- **Provided material**:
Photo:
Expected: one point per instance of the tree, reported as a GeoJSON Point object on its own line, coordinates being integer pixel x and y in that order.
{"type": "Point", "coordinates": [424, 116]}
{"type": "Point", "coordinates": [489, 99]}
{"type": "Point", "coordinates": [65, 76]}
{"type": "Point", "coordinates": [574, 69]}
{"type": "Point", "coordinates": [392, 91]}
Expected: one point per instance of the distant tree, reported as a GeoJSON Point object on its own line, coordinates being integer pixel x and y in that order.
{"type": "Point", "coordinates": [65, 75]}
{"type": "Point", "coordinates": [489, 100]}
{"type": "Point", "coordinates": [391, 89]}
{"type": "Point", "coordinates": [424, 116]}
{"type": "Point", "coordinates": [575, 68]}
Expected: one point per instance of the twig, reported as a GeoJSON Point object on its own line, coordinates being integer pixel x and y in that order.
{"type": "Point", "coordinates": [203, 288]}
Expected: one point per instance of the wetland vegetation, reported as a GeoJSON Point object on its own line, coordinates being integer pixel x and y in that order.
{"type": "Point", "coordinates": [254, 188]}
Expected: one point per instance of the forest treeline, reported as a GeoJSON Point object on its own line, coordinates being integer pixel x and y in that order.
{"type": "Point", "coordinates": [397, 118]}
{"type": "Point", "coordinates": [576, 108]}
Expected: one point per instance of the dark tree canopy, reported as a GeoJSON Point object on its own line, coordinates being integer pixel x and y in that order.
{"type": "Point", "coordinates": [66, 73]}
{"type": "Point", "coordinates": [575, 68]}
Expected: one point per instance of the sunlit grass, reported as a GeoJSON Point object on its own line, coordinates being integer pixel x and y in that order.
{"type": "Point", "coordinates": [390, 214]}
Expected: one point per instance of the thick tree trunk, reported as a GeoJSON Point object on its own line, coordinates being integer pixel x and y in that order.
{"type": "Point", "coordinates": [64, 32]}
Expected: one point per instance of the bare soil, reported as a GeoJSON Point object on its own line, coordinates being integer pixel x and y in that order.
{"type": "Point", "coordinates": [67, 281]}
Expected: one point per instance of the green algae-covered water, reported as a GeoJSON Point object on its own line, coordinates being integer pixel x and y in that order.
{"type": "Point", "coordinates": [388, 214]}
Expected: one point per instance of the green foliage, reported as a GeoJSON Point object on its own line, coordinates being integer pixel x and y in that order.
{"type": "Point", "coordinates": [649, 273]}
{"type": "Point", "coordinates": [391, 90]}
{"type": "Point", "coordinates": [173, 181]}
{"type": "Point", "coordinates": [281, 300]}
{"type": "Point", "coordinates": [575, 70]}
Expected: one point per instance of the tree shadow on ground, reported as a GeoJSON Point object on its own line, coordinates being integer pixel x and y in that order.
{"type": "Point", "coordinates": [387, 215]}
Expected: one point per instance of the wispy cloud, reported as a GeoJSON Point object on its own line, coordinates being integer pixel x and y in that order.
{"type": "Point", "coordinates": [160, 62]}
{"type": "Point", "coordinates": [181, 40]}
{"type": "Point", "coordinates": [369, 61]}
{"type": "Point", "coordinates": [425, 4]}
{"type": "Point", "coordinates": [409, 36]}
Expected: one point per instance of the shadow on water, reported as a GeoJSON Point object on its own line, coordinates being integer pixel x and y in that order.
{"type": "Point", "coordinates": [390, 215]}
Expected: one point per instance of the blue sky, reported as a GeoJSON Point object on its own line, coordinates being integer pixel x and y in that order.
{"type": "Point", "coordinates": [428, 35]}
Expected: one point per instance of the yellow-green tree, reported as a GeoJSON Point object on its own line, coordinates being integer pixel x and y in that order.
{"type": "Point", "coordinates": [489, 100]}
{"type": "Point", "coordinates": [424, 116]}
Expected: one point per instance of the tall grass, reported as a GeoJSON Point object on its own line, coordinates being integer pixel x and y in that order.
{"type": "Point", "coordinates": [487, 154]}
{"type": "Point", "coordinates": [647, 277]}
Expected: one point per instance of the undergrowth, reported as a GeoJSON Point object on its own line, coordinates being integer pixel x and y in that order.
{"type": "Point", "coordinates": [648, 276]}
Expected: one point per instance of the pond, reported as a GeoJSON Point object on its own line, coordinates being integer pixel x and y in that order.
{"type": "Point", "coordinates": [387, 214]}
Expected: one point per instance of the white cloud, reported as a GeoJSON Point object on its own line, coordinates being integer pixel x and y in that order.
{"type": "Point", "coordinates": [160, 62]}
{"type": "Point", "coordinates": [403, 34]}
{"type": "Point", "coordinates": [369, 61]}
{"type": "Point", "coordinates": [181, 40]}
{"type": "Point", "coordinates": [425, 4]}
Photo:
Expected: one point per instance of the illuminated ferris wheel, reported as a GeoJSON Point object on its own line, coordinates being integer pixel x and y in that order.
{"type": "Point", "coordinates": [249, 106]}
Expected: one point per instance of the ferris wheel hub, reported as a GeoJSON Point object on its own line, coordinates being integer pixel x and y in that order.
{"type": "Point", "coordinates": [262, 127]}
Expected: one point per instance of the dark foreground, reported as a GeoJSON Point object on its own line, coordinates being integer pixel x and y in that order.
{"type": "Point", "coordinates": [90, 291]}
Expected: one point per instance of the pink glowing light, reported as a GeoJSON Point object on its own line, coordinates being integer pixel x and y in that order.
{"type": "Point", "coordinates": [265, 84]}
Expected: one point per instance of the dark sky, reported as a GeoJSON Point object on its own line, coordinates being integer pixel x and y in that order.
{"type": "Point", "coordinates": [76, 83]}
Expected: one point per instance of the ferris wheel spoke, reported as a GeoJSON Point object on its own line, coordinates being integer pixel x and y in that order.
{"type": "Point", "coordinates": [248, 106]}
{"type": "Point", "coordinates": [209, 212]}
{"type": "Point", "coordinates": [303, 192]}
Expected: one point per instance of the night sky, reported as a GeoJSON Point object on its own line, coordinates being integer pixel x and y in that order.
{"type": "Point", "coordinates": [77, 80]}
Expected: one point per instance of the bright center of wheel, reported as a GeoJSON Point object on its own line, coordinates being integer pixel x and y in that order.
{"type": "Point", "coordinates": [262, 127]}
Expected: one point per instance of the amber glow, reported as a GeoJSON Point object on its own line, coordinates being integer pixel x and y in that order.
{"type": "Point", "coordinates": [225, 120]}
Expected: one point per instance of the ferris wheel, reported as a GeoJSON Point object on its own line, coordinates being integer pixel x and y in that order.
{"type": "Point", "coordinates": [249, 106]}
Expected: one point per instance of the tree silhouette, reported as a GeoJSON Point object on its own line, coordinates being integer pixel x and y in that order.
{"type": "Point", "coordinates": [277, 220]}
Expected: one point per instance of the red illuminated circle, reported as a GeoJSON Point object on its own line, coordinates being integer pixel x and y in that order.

- **Work instruction**: Send back every record, precisely as written.

- **Response area**:
Photo:
Expected: one point per instance of the tree, reported as a GeoJSON Point object on its own line, coordinates being integer pixel x and y in that order.
{"type": "Point", "coordinates": [424, 116]}
{"type": "Point", "coordinates": [489, 99]}
{"type": "Point", "coordinates": [65, 76]}
{"type": "Point", "coordinates": [574, 69]}
{"type": "Point", "coordinates": [392, 91]}
Expected: one point per instance of the distant tree, reported as a GeoJSON Point object on its own line, coordinates being integer pixel x and y in that order.
{"type": "Point", "coordinates": [65, 75]}
{"type": "Point", "coordinates": [489, 100]}
{"type": "Point", "coordinates": [391, 89]}
{"type": "Point", "coordinates": [424, 116]}
{"type": "Point", "coordinates": [575, 68]}
Expected: one point per instance of the twig, reported as a GeoJSON Point object on its own line, coordinates being integer pixel x and y in that order.
{"type": "Point", "coordinates": [203, 288]}
Expected: one point per instance of the wetland vegetation, reported as a GeoJSON Point object on its own line, coordinates being integer pixel x and y in that order.
{"type": "Point", "coordinates": [254, 188]}
Expected: one point per instance of the forest treeline, reported as a GeoJSON Point object on its own line, coordinates being integer pixel x and y in that order.
{"type": "Point", "coordinates": [397, 118]}
{"type": "Point", "coordinates": [576, 108]}
Expected: one point per instance of the dark tree canopy, reported as a GeoJSON Point object on its own line, coordinates being integer pixel x and y in that order.
{"type": "Point", "coordinates": [66, 73]}
{"type": "Point", "coordinates": [575, 68]}
Expected: one point per instance of the sunlit grass, reported as a GeoJSON Point object on its own line, coordinates being integer pixel x and y in that order.
{"type": "Point", "coordinates": [390, 214]}
Expected: one point per instance of the thick tree trunk, reported as a GeoJSON Point object on its own line, coordinates being integer pixel x and y in that order.
{"type": "Point", "coordinates": [64, 32]}
Expected: one point per instance of the bare soil, reported as a GeoJSON Point object on its own line, coordinates being integer pixel x and y in that order.
{"type": "Point", "coordinates": [67, 281]}
Expected: one point per instance of the green algae-covered water, reported as a GeoJSON Point object on its own line, coordinates being integer pixel x and y in that order.
{"type": "Point", "coordinates": [388, 214]}
Expected: one point per instance of the green foliage, reported as a GeoJSON Point object on its own line, coordinates being integer pixel x and y in that order.
{"type": "Point", "coordinates": [649, 273]}
{"type": "Point", "coordinates": [391, 90]}
{"type": "Point", "coordinates": [173, 181]}
{"type": "Point", "coordinates": [281, 300]}
{"type": "Point", "coordinates": [575, 70]}
Expected: one point per instance of the tree shadow on ground, reported as a GeoJSON Point object on its own line, coordinates being integer pixel x and y in that order.
{"type": "Point", "coordinates": [387, 215]}
Expected: one point per instance of the wispy cloud, reported as a GeoJSON Point object on its own line, coordinates being integer pixel x and y in that order.
{"type": "Point", "coordinates": [160, 62]}
{"type": "Point", "coordinates": [181, 40]}
{"type": "Point", "coordinates": [369, 61]}
{"type": "Point", "coordinates": [425, 4]}
{"type": "Point", "coordinates": [409, 36]}
Expected: one point per instance of the shadow on water, reported as a GeoJSON Point object on its own line, coordinates being integer pixel x and y in that order.
{"type": "Point", "coordinates": [390, 215]}
Expected: one point per instance of the blue sky, reported as a GeoJSON Point object on its own line, coordinates being integer pixel x and y in that order.
{"type": "Point", "coordinates": [428, 35]}
Expected: one point per instance of the yellow-green tree, reported as a GeoJSON Point object on its own line, coordinates being integer pixel x and y in that order.
{"type": "Point", "coordinates": [489, 100]}
{"type": "Point", "coordinates": [424, 116]}
Expected: one point per instance of the tall grass, reported as a GeoJSON Point object on its own line, coordinates being integer pixel x and y in that order.
{"type": "Point", "coordinates": [487, 154]}
{"type": "Point", "coordinates": [647, 277]}
Expected: one point per instance of the undergrowth, reported as a GeoJSON Point object on its own line, coordinates being integer pixel x and y in that order.
{"type": "Point", "coordinates": [648, 276]}
Expected: one point per instance of the pond, reported as a GeoJSON Point object on its own line, coordinates being integer pixel x and y in that order.
{"type": "Point", "coordinates": [387, 214]}
Expected: one point per instance of the white cloud, reported as a GeoJSON Point object on its own line, coordinates being integer pixel x and y in that order.
{"type": "Point", "coordinates": [160, 62]}
{"type": "Point", "coordinates": [403, 34]}
{"type": "Point", "coordinates": [369, 61]}
{"type": "Point", "coordinates": [181, 40]}
{"type": "Point", "coordinates": [425, 4]}
Photo:
Expected: one point per instance of the illuminated ferris wheel, reported as a GeoJSON Point object on its own line, coordinates being integer pixel x and y in that order.
{"type": "Point", "coordinates": [249, 106]}
Expected: one point per instance of the ferris wheel hub, reported as a GeoJSON Point object on its own line, coordinates being integer pixel x and y in that order.
{"type": "Point", "coordinates": [262, 127]}
Expected: one point per instance of the dark foreground, reported as a GeoJSON Point object on its own line, coordinates being integer pixel x and y in that order.
{"type": "Point", "coordinates": [90, 291]}
Expected: one point per instance of the pink glowing light, reported as a GeoJSON Point object on its own line, coordinates being integer pixel x and y in that order.
{"type": "Point", "coordinates": [265, 84]}
Expected: one point per instance of the dark sky, reported as a GeoJSON Point object on its own line, coordinates being integer pixel x and y in that order.
{"type": "Point", "coordinates": [76, 83]}
Expected: one point per instance of the ferris wheel spoke, reported as a GeoJSON Point object on its own line, coordinates being integer pixel x and y in that order.
{"type": "Point", "coordinates": [248, 106]}
{"type": "Point", "coordinates": [209, 212]}
{"type": "Point", "coordinates": [303, 192]}
Expected: one point per instance of the night sky, reported as a GeoJSON Point object on its own line, coordinates being integer pixel x and y in that order.
{"type": "Point", "coordinates": [77, 80]}
Expected: one point per instance of the bright center of wheel, reported as a GeoJSON Point object on its own line, coordinates being integer pixel x and y in that order.
{"type": "Point", "coordinates": [262, 127]}
Expected: one point per instance of the amber glow, reported as a GeoJSON Point object on its own line, coordinates being integer pixel x and y in that order.
{"type": "Point", "coordinates": [225, 120]}
Expected: one point per instance of the ferris wheel, reported as a GeoJSON Point object on its own line, coordinates being integer pixel x and y in that order.
{"type": "Point", "coordinates": [249, 106]}
Expected: one point per instance of the tree silhouette, reported as a GeoJSON Point object on its own line, coordinates being integer pixel x and y in that order.
{"type": "Point", "coordinates": [277, 220]}
Expected: one point per instance of the red illuminated circle, reported as a GeoJSON Point object on its own line, coordinates being integer pixel x and y in that order.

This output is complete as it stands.